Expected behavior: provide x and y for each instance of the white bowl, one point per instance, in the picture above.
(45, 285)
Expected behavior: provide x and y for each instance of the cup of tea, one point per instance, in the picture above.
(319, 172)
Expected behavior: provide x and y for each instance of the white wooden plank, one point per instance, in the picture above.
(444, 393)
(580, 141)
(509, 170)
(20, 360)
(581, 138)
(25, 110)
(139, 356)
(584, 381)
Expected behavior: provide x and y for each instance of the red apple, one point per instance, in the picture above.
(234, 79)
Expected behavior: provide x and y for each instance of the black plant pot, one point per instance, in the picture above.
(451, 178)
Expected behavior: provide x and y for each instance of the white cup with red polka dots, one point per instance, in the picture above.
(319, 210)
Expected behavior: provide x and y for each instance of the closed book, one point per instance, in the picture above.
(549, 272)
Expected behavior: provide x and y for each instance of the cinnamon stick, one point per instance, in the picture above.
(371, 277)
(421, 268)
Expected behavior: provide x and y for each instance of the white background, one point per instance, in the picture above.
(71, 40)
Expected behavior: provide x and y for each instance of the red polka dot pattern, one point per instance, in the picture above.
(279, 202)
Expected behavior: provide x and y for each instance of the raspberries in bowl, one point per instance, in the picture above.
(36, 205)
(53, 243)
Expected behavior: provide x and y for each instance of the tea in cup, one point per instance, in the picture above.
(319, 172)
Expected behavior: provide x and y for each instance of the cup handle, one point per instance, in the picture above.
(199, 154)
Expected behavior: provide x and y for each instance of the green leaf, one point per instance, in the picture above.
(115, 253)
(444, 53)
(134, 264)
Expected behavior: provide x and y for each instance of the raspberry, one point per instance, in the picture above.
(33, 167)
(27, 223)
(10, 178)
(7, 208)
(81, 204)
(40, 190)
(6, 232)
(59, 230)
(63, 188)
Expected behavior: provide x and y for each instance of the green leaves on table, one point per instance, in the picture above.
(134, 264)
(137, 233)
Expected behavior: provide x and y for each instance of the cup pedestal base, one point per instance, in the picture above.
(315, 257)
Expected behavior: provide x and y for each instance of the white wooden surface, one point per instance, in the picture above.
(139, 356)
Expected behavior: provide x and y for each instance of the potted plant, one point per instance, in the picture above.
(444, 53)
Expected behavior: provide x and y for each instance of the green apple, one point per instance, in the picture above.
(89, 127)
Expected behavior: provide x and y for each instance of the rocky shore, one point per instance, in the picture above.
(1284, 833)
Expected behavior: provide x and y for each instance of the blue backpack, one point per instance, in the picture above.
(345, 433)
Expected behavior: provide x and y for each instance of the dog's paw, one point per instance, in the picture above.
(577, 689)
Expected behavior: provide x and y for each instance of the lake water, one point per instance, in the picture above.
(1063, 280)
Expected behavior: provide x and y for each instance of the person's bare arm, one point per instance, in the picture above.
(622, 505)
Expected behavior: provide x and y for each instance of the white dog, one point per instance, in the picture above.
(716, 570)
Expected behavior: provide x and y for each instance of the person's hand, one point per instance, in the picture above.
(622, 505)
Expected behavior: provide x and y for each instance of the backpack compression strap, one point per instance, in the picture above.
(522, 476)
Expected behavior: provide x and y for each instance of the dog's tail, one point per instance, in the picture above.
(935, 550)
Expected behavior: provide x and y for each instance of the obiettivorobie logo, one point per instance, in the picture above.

====

TASK INSTRUCTIONS:
Restate all of the entries exactly, please.

ANSWER FOR THE TASK:
Expected behavior: provide x and y for each instance of the white bowl, one point per instance, in the picture above.
(45, 285)
Expected behavior: provide x and y for each instance of the cup of tea, one point per instance, in the picture above.
(319, 172)
Expected behavior: provide x and y for each instance of the white wooden plank, one point per instance, in the picture above.
(444, 393)
(580, 141)
(509, 170)
(20, 360)
(581, 138)
(25, 110)
(139, 356)
(584, 381)
Expected behavior: provide x and y for each instance of the red apple, one point per instance, in the picture above.
(234, 79)
Expected behavior: provide x and y for each instance of the black plant pot, one point per instance, in the picture above.
(451, 178)
Expected behavior: provide x and y for each instance of the white cup with red polka dots, one point per instance, in the picture above.
(319, 210)
Expected behavior: provide x and y for each instance of the closed book, one point per instance, in the picture above.
(549, 272)
Expected behavior: provide x and y for each instance of the cinnamon stick, one point per instance, in the picture above.
(371, 277)
(421, 268)
Expected behavior: provide x and y for each instance of the white background, one point per instance, in the picture above.
(71, 40)
Expected behavior: provide x and y for each instance of the red polka dot pattern, one point per instance, in the picture above.
(279, 202)
Expected behavior: provide x and y for each instance of the raspberries in bowl, one point per instance, in the picture above.
(36, 205)
(53, 243)
Expected behavior: provide x and y for each instance of the tea in cup, one point per instance, in the picture above.
(319, 172)
Expected behavior: provide x and y for each instance of the cup handle, one point per instance, in the picture above.
(199, 154)
Expected behavior: provide x and y for each instance of the green leaf, one point per instance, in the picture above.
(115, 253)
(444, 53)
(134, 264)
Expected behavior: provide x and y for each instance of the raspberry, one point per instance, in the picture above.
(33, 167)
(27, 223)
(10, 178)
(7, 208)
(81, 204)
(40, 190)
(6, 232)
(59, 230)
(63, 188)
Expected behavior: provide x and y for each instance of the green leaves on table, one point per instance, in the picture above.
(134, 264)
(137, 233)
Expected behavior: provide x and y for each instance of the cup pedestal base, one point per instance, in the picture above.
(315, 257)
Expected behavior: provide x and y for each instance of the white wooden surface, one point per instance, in the picture above.
(139, 356)
Expected behavior: provide x and y for each instance of the potted plant, one point per instance, in the picture above.
(444, 53)
Expected behavior: provide x and y for each instance of the green apple, one point per instance, in the picture above.
(89, 127)
Expected behavior: provide x and y for each instance of the rocky shore, one point per instance, in the picture above.
(1284, 833)
Expected behavior: provide x and y for each instance of the blue backpack, one point per instance, in the picture above.
(345, 433)
Expected behavior: provide x and y for each instance of the dog's paw, one point per instance, in the picture above.
(577, 689)
Expected behavior: provide x and y for each instance of the lake water, one point per instance, in the picture above.
(1063, 280)
Expected behavior: provide x and y for each instance of the person's bare arm, one point per instance, in the picture above.
(622, 505)
Expected behavior: provide x and y for each instance of the white dog, one point per instance, in the picture above.
(716, 570)
Expected behavior: provide x and y for each instance of the person's hand, one point per instance, in the picture above.
(622, 505)
Expected behavior: provide x and y for each instance of the backpack compression strap, one point per instance, in the picture above.
(522, 476)
Expected behavior: provide x and y for each instance of the dog's tail, one point per instance, in the picture above.
(935, 550)
Expected behavior: provide x and y for each instance of the obiettivorobie logo, one point per instance, in the picture above.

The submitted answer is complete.